Stored data entries:

--- --- ---

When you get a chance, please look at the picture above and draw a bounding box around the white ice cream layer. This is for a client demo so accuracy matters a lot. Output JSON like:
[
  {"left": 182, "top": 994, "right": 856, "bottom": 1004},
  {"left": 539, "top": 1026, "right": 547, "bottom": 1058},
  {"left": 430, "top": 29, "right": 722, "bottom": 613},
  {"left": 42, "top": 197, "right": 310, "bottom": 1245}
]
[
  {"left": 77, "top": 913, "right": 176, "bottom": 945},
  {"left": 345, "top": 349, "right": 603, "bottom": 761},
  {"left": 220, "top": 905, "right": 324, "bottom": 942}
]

--- --- ---

TASK REQUIREMENTS: Without altering a single word, reproduce the entries above.

FINISHED EXERCISE:
When you get a chance, please look at the picture above and draw a bounding box around the white ice cream layer. This is for a client demo so accuracy matters a lot. Output JSON like:
[
  {"left": 182, "top": 994, "right": 856, "bottom": 1004},
  {"left": 539, "top": 1026, "right": 547, "bottom": 1058},
  {"left": 430, "top": 29, "right": 722, "bottom": 613},
  {"left": 42, "top": 197, "right": 310, "bottom": 1245}
]
[
  {"left": 77, "top": 913, "right": 176, "bottom": 945},
  {"left": 345, "top": 349, "right": 603, "bottom": 761},
  {"left": 220, "top": 905, "right": 324, "bottom": 942}
]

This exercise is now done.